Set down the records once more, please, exactly and with the pictures left out.

Point annotations for photos:
%%

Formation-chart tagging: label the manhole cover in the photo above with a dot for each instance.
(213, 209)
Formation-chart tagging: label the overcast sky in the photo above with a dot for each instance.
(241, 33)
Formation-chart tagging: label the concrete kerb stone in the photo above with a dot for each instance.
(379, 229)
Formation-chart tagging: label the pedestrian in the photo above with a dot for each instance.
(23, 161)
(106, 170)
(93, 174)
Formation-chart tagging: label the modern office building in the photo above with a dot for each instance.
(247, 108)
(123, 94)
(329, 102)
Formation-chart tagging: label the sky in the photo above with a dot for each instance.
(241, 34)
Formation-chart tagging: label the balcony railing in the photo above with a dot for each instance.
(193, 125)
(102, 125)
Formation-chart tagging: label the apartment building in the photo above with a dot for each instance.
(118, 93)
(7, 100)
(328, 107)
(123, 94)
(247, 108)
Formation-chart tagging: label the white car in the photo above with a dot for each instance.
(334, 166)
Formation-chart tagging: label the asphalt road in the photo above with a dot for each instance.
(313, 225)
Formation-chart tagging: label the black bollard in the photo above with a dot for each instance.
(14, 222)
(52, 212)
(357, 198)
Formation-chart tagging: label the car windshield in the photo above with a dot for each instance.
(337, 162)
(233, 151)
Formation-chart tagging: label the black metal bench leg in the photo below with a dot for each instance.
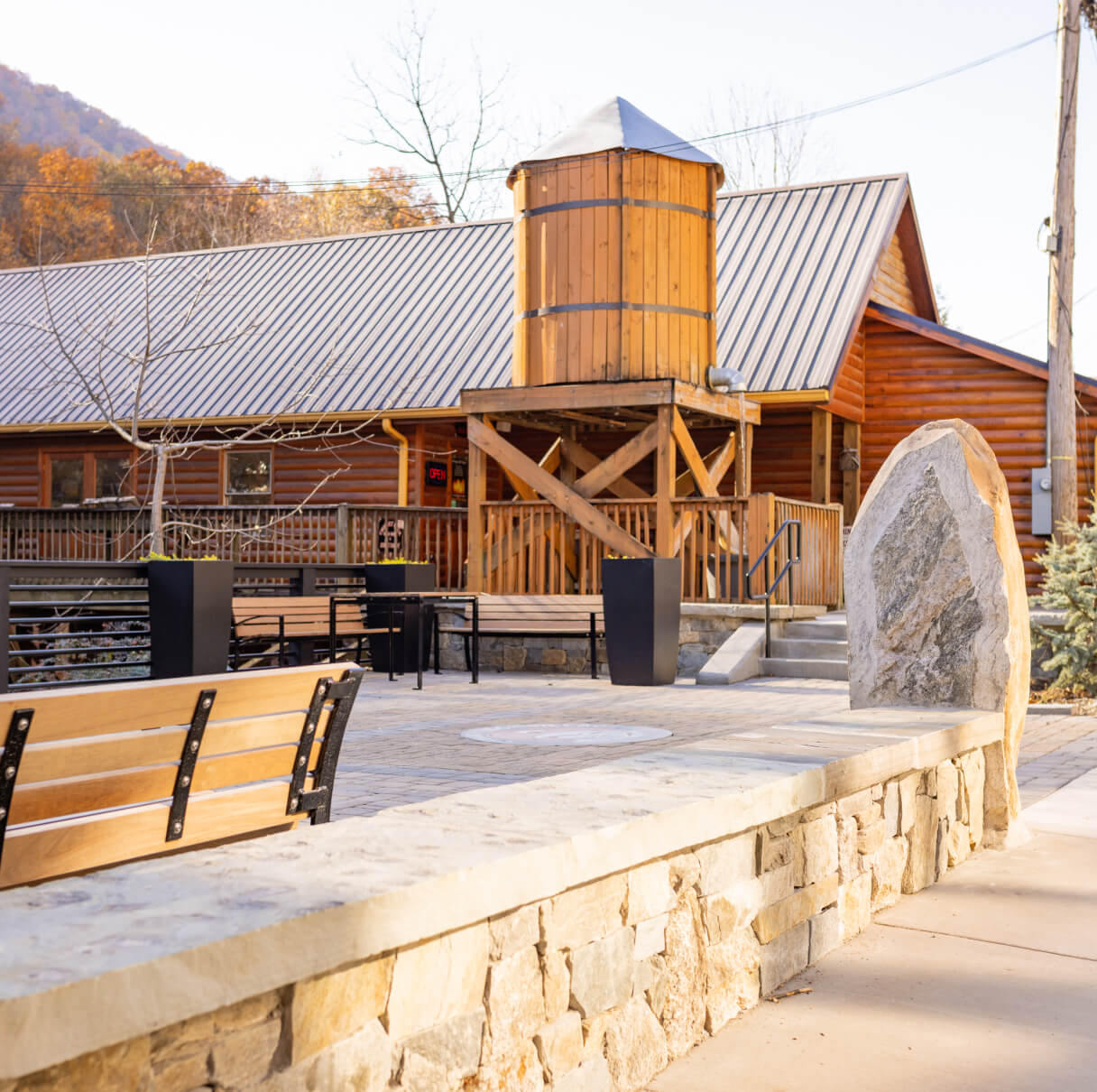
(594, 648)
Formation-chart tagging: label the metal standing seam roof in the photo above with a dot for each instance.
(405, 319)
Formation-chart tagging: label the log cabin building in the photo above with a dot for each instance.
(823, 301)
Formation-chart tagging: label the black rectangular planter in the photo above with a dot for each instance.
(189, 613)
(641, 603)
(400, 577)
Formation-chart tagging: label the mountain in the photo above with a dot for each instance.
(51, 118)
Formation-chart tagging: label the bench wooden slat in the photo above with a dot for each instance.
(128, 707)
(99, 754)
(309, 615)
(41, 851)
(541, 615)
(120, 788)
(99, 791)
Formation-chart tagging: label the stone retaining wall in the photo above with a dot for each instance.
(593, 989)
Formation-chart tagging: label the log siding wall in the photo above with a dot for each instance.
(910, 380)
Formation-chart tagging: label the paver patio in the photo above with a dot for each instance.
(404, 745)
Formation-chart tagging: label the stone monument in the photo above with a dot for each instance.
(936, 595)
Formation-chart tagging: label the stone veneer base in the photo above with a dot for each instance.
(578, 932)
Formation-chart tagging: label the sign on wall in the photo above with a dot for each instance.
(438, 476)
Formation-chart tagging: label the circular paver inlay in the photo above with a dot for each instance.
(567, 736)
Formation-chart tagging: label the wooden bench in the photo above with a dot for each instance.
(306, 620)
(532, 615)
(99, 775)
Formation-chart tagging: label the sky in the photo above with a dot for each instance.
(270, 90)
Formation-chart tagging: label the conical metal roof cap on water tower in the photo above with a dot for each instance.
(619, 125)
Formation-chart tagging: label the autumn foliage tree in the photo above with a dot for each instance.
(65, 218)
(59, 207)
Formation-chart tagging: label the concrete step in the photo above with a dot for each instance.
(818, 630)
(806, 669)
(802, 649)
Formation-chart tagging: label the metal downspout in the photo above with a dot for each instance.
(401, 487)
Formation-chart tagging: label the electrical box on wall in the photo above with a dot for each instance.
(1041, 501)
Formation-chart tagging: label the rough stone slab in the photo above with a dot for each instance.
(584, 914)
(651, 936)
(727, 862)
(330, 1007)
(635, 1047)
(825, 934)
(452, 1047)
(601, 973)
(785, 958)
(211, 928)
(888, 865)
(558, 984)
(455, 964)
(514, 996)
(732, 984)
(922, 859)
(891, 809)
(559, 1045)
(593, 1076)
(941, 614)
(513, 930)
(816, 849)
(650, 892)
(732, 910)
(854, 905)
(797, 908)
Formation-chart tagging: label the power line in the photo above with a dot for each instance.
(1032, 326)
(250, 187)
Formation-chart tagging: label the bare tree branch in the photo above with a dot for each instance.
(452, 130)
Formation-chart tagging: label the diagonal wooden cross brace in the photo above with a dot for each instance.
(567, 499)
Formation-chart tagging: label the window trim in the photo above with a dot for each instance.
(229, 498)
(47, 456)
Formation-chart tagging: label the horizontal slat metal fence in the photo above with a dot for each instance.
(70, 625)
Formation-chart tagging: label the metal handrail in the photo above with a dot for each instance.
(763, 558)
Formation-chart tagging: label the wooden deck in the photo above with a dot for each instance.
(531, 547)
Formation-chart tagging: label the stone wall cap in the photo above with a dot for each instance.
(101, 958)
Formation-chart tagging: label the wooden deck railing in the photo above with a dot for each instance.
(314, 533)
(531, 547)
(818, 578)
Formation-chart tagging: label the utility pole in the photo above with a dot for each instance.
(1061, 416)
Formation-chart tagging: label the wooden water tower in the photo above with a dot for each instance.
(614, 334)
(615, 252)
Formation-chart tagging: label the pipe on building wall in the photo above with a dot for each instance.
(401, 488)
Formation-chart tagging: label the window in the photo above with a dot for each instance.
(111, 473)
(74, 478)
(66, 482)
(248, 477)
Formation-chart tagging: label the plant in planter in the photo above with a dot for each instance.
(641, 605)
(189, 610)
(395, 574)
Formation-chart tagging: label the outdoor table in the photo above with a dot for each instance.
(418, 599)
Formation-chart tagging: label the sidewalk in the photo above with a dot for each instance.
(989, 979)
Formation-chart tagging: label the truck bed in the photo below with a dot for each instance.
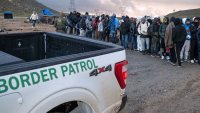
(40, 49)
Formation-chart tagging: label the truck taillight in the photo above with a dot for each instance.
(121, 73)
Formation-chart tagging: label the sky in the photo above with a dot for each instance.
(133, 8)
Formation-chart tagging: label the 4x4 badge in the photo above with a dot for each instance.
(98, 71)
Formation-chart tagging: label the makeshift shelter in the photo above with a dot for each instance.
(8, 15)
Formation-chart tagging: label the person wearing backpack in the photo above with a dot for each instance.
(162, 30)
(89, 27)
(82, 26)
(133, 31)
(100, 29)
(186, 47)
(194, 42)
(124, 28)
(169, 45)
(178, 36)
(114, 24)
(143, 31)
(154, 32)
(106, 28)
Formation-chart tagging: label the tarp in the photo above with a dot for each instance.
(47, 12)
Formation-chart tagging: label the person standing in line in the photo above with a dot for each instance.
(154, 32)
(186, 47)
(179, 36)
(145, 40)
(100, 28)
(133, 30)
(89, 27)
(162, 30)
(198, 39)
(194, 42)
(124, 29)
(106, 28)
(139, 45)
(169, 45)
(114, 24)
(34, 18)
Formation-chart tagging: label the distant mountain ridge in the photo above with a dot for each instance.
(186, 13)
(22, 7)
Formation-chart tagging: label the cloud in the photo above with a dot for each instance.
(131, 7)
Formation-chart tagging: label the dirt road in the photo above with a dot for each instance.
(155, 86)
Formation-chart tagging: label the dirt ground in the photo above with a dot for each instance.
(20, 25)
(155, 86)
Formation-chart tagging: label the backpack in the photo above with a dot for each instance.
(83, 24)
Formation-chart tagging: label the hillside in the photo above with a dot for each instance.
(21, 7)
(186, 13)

%%

Response for this exercise ▸
Formation-chart tagging: label the manhole cover in the photo above with a dot for each instance.
(213, 209)
Formation-chart tagging: label the overcast sky in the photo above with a dot for each instance.
(241, 33)
Formation-chart tagging: label the concrete kerb stone in the photo above with a dot for each instance.
(379, 229)
Formation-chart tagging: label the pedestrian in the photo above with a dot for each instance.
(23, 161)
(106, 170)
(93, 174)
Formation-chart tagging: label the modern office building in the photo above with a dot for each instance.
(247, 108)
(123, 94)
(329, 102)
Formation-chart tagging: label the sky in the photo above with a dot for each instance.
(241, 34)
Formation-chart tagging: label the balcony railing in the photo above with a dot for each instance.
(193, 125)
(102, 125)
Formation-chart tagging: label the apartment building in the photo above with a dot for each instance.
(118, 93)
(7, 100)
(328, 107)
(123, 94)
(247, 108)
Formation-chart tagging: label the white car in the photo above with a dot for each instance.
(334, 166)
Formation-chart tagging: label the asphalt road in the photo above with a dot for each instance.
(313, 225)
Formation-chart tagging: label the black bollard in the photo above with a dot for each instance.
(14, 222)
(52, 212)
(357, 198)
Formation-chart tagging: label the car windshield in the photo above with a dot for each instance.
(337, 162)
(233, 151)
Formation-chart tagging: label the black metal bench leg in the photo below with a dot for each instance.
(594, 648)
Formation-chart tagging: label the metal standing seam roof in the photo above with a dot for each instance.
(405, 319)
Formation-chart tagging: label the log cabin building in the photo above with a dot for each instance.
(823, 301)
Formation-chart tagging: label the black rectangular planter in the photo above with a dot for each instance.
(189, 613)
(641, 603)
(400, 577)
Formation-chart tagging: label the mountain in the photo above with a dot for each instance.
(51, 118)
Formation-chart tagging: label the bench wooden slat in the photo above with a dot for each instance.
(128, 707)
(99, 754)
(309, 615)
(41, 851)
(541, 615)
(120, 788)
(99, 791)
Formation-chart tagging: label the stone retaining wall in the photo above with a dot for each instance.
(593, 989)
Formation-chart tagging: label the log siding wall in the photo above with a dot for each instance.
(910, 380)
Formation-chart tagging: label the paver patio in the photo above with a dot for each instance.
(404, 745)
Formation-chart tagging: label the stone monument in the photo above with a dot for each instance.
(936, 595)
Formation-chart tagging: label the stone veneer base in the photo above with a dot for each instance.
(578, 932)
Formation-chart tagging: label the sign on wall in the photo above with a dot for each instance.
(438, 476)
Formation-chart tagging: label the circular paver inlay in the photo above with a dot for each instance.
(567, 736)
Formation-chart tagging: label the wooden bench in the photo above with a dot for each instance.
(306, 620)
(532, 615)
(99, 775)
Formation-chart tagging: label the sky in the photo above with a dot for each instance.
(270, 90)
Formation-chart tagging: label the conical metal roof cap on water tower in the photo above with a dot for each instance.
(619, 125)
Formation-chart tagging: label the autumn foliage tree in the photo above with a dot for each instance.
(65, 218)
(59, 207)
Formation-chart tagging: label the concrete step in the photo above with a dot for each instance.
(818, 630)
(806, 669)
(802, 649)
Formation-chart tagging: label the metal downspout in the photo above with a dot for each instance.
(401, 487)
Formation-chart tagging: label the electrical box on wall in the photo above with a dot for each instance.
(1041, 501)
Formation-chart tagging: label the rough stone slab in the photo above with a dot for each instance.
(584, 914)
(651, 936)
(727, 862)
(330, 1007)
(635, 1047)
(825, 934)
(452, 1047)
(601, 973)
(785, 958)
(211, 928)
(888, 865)
(558, 984)
(455, 964)
(514, 996)
(732, 984)
(922, 859)
(891, 809)
(559, 1045)
(593, 1076)
(941, 614)
(513, 930)
(816, 849)
(650, 892)
(732, 910)
(854, 905)
(797, 908)
Formation-chart tagging: label the power line in the photo above with a dot for each instance.
(1032, 326)
(250, 187)
Formation-chart tagging: label the bare tree branch in the photo above with a dot for each instance.
(452, 130)
Formation-chart tagging: label the diagonal wooden cross brace in the photo above with a dot for each instance.
(567, 499)
Formation-chart tagging: label the window trim in the photo above with a dot for each instance.
(229, 498)
(47, 456)
Formation-chart tagging: label the horizontal slat metal fence in the photo above with a dot for each instance.
(70, 625)
Formation-chart tagging: label the metal handrail in the photo above with a dot for each instance.
(763, 558)
Formation-chart tagging: label the wooden deck in the photo above with a dot for each instance.
(531, 547)
Formation-chart tagging: label the stone wall cap in the photo above with a dot for each instance.
(101, 958)
Formation-chart tagging: label the wooden deck railing in the photo above with a dot for each instance.
(314, 533)
(531, 547)
(818, 578)
Formation-chart tagging: label the utility pole in the photo above with a dot for each instance.
(1061, 416)
Formation-chart tagging: label the wooden water tower in the photo above with a dot for each instance.
(614, 334)
(615, 252)
Formation-chart tagging: label the pipe on building wall in the photo above with a dot for each instance.
(401, 488)
Formation-chart tagging: label the window in the photo above with a dot for each instance.
(111, 473)
(74, 478)
(66, 482)
(248, 477)
Formation-chart tagging: label the plant in planter in the photo above with a dot for each instance.
(641, 605)
(189, 610)
(395, 574)
Formation-chart tagging: label the outdoor table in the photo above with a dot for each instance.
(418, 599)
Formation-chart tagging: label the sidewalk in the photo above with a dot for each instance.
(989, 979)
Formation-chart tagging: label the truck bed in the photo below with a dot for each instance.
(40, 49)
Formation-chart tagging: label the truck taillight in the photo above with a dot for each instance.
(121, 73)
Formation-chart tagging: label the sky in the photo above with a dot for each instance.
(133, 8)
Formation-chart tagging: label the 4x4 badge in the photo above with a dot for each instance.
(98, 71)
Formation-chart tagging: label the makeshift shelter in the photo above with a dot for each instance.
(8, 15)
Formation-chart tagging: label the person wearing backpack in the photo above with a dot for each instance.
(162, 30)
(89, 27)
(82, 26)
(133, 31)
(100, 29)
(186, 47)
(194, 42)
(124, 28)
(169, 45)
(178, 36)
(114, 24)
(143, 31)
(154, 32)
(106, 28)
Formation-chart tagging: label the tarp in the photo above with a dot for each instance.
(47, 12)
Formation-chart tagging: label the person standing in line in the photo above with a dot for each instance.
(154, 32)
(186, 47)
(179, 36)
(145, 40)
(100, 28)
(133, 30)
(89, 27)
(162, 30)
(198, 39)
(194, 42)
(124, 29)
(106, 28)
(139, 45)
(169, 45)
(114, 24)
(34, 18)
Formation-chart tagging: label the distant mountain ridge in the photo above with a dot for each instance.
(186, 13)
(22, 7)
Formation-chart tagging: label the cloud in the photo above with a dot for each instance.
(131, 7)
Formation-chart tagging: label the dirt road in the photo above with a dot for each instance.
(155, 86)
Formation-chart tagging: label the dirt ground in the photo above with a dot for each instance.
(20, 25)
(155, 86)
Formation-chart tagging: label the backpack in the photo above with a dot for each instance.
(83, 24)
Formation-chart tagging: label the hillside in the photo above with a dot for each instance.
(21, 7)
(186, 13)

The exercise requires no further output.